== Assignment ==
Among the records that follow, set down only the lines from the one containing "Can you see the pine cone cluster" to the one containing "Can you see the cardboard", both included, exactly.

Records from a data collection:
== Segment start ==
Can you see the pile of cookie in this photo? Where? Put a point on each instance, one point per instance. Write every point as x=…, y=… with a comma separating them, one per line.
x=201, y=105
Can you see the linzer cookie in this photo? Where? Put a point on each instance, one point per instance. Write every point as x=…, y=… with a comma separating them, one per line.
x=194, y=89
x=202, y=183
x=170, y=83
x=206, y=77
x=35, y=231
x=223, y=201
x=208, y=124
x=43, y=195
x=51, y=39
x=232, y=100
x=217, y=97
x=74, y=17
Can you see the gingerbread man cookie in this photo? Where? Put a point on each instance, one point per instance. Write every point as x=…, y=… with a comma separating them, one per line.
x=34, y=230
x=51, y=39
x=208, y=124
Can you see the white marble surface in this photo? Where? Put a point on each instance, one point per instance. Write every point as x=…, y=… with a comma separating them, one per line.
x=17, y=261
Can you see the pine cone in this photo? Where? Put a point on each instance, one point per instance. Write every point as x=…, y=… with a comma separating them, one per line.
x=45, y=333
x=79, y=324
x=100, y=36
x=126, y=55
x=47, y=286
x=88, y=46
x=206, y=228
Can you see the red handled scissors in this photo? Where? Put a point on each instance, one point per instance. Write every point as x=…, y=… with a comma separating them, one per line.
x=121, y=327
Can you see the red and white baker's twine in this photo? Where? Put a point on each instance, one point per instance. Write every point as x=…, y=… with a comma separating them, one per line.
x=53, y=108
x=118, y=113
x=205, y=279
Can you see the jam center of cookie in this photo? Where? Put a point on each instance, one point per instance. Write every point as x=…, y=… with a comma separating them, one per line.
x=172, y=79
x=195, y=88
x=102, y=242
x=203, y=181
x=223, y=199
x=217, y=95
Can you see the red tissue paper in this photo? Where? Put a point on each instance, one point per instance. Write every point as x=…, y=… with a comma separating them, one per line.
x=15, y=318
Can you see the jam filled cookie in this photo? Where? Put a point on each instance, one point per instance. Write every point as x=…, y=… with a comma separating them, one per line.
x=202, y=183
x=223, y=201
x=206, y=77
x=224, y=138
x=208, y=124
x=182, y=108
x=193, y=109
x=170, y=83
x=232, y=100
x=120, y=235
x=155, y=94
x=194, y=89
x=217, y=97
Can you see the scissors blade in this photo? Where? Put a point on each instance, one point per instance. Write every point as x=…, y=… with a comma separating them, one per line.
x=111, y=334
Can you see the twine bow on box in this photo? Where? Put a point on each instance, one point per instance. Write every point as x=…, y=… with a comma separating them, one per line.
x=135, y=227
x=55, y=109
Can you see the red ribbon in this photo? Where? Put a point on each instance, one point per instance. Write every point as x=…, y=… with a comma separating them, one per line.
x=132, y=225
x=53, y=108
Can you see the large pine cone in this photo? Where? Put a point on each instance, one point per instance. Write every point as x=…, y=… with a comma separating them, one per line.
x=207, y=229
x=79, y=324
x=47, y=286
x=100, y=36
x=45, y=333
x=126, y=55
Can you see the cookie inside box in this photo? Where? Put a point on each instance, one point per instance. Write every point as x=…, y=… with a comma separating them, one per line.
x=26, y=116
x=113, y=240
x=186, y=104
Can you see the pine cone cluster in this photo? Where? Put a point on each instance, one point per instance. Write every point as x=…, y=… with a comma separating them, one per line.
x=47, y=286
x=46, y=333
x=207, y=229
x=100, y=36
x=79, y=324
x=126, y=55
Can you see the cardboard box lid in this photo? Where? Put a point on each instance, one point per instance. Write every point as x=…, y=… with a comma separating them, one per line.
== Segment end ==
== Segment start ==
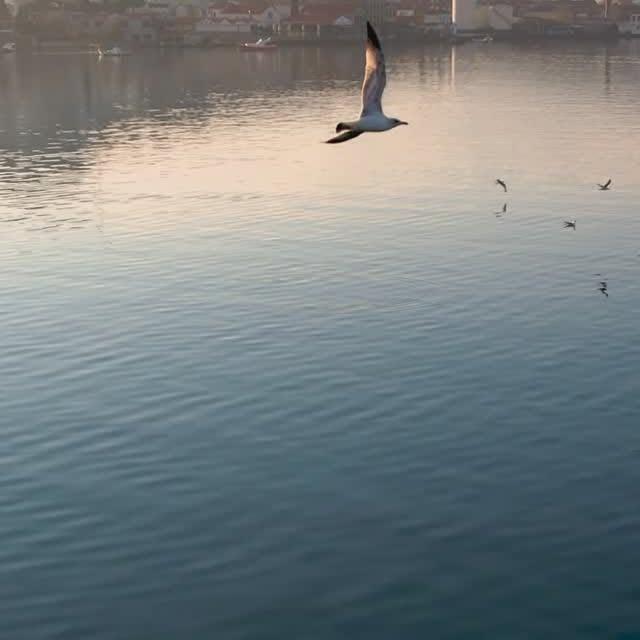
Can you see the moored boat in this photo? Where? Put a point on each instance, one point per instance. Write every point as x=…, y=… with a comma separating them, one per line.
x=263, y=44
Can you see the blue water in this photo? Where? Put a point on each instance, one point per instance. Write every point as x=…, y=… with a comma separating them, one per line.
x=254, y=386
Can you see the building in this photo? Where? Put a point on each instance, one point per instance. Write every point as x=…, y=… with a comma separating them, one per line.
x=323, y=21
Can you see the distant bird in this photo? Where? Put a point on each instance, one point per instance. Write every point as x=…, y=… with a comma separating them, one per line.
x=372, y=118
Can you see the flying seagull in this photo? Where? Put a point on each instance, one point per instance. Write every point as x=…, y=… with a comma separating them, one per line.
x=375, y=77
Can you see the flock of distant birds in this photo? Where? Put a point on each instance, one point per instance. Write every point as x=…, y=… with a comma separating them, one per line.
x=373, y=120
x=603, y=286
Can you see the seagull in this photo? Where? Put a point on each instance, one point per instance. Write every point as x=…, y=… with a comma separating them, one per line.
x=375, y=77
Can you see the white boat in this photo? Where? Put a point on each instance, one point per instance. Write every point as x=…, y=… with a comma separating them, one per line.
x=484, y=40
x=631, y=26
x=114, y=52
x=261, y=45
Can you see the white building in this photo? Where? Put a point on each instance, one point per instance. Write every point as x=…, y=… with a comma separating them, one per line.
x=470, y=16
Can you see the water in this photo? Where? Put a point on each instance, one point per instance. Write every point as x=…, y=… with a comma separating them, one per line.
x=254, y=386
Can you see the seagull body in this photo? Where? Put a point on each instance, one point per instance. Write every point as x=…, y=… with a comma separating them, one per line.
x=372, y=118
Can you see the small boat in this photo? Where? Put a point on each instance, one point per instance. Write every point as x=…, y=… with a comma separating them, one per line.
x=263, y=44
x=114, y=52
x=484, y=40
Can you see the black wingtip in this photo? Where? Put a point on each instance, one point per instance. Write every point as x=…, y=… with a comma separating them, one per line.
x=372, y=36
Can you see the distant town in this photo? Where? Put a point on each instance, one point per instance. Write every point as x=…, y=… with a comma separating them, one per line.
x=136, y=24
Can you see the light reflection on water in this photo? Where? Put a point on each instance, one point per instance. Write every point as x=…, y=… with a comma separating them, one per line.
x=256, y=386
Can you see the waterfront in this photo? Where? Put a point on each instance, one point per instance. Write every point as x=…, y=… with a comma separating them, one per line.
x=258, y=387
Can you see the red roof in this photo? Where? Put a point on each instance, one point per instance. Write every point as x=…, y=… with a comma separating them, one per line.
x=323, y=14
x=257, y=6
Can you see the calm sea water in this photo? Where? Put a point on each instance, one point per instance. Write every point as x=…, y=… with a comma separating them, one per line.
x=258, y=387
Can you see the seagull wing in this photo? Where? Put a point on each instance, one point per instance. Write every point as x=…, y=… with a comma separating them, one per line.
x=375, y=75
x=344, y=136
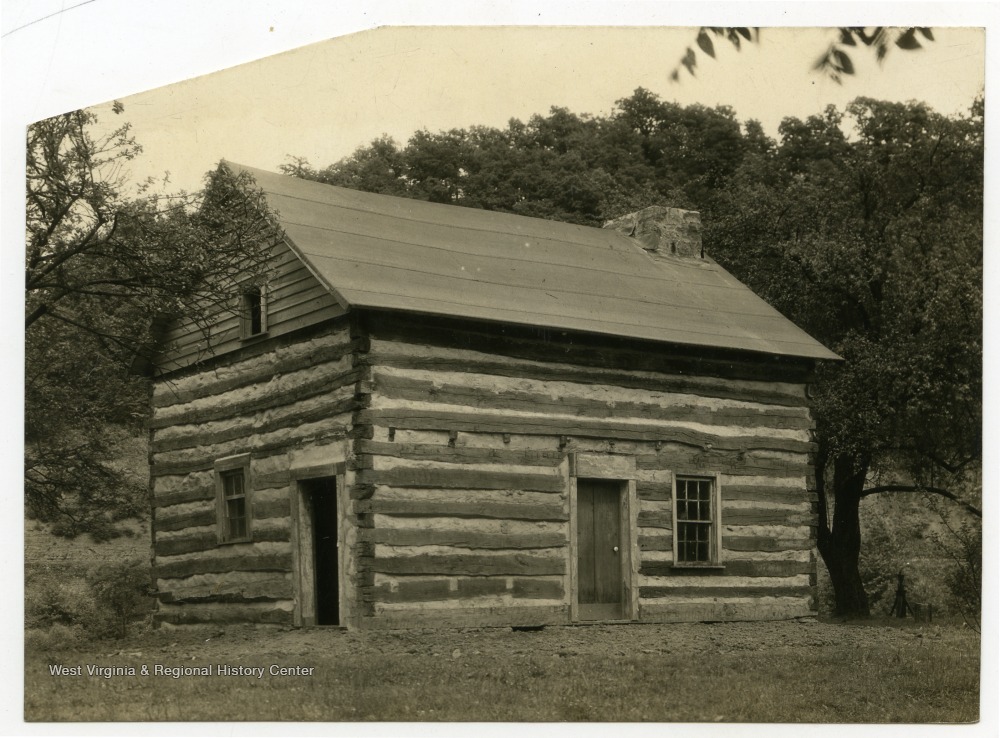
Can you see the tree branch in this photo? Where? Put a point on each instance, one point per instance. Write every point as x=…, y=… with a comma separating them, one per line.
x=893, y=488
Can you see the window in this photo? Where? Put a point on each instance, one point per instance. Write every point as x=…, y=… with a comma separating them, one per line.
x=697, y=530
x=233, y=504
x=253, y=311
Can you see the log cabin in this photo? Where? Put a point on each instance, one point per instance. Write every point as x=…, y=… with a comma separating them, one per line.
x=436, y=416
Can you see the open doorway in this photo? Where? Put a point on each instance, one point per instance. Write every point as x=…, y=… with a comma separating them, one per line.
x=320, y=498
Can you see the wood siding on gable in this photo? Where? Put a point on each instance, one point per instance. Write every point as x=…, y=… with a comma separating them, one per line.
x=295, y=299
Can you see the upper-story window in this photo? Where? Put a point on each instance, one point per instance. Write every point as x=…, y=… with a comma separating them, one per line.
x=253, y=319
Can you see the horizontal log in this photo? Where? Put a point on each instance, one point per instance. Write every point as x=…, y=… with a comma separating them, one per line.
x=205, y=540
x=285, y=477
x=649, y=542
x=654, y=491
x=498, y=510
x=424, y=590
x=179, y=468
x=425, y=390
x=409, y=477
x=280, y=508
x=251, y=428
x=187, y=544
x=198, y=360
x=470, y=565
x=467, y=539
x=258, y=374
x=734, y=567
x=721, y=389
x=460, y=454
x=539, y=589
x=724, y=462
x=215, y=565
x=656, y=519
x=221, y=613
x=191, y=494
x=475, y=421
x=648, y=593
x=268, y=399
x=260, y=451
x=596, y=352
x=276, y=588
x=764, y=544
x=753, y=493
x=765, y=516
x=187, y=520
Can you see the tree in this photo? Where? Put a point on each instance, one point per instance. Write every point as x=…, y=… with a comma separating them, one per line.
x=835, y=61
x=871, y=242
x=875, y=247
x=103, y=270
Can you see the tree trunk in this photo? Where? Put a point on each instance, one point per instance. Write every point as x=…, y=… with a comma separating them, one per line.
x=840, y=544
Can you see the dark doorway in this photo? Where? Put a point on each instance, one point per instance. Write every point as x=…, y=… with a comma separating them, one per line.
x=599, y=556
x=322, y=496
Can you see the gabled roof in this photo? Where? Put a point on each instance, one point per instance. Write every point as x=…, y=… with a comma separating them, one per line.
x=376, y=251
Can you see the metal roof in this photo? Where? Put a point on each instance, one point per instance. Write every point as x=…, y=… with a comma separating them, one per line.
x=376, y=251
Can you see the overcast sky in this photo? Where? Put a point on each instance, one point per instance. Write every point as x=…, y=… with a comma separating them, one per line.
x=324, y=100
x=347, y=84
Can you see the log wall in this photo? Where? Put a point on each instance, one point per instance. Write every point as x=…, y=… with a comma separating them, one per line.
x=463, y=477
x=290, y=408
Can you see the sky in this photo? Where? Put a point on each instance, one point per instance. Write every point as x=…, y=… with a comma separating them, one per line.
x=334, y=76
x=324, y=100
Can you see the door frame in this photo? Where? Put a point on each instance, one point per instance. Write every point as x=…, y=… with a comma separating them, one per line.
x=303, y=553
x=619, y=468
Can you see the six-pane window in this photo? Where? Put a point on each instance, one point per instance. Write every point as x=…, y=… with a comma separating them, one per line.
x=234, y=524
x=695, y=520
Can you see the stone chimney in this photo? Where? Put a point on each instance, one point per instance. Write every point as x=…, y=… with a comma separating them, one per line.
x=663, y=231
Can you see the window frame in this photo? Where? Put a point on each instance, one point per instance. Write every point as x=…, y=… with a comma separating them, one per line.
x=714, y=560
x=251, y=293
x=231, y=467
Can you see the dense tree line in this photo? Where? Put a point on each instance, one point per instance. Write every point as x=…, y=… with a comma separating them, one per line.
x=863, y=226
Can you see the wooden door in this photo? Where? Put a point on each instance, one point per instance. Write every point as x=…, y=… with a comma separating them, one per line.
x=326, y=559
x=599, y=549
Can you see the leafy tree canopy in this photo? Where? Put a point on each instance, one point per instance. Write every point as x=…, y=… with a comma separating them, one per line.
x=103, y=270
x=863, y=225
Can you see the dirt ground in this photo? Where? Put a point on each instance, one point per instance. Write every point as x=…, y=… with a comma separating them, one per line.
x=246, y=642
== Segment end ==
== Answer to this exercise ==
Can you see the pine cone cluster in this photo? Where? Put a point on each instance, one point per instance. Write every point as x=…, y=… with a comma separating them, one per line.
x=47, y=286
x=46, y=333
x=207, y=229
x=100, y=36
x=79, y=324
x=126, y=55
Can you see the cardboard box lid in this photo? Where? Put a point on each instance, one point per instance. Write every point as x=…, y=… with a comma separating them, one per line.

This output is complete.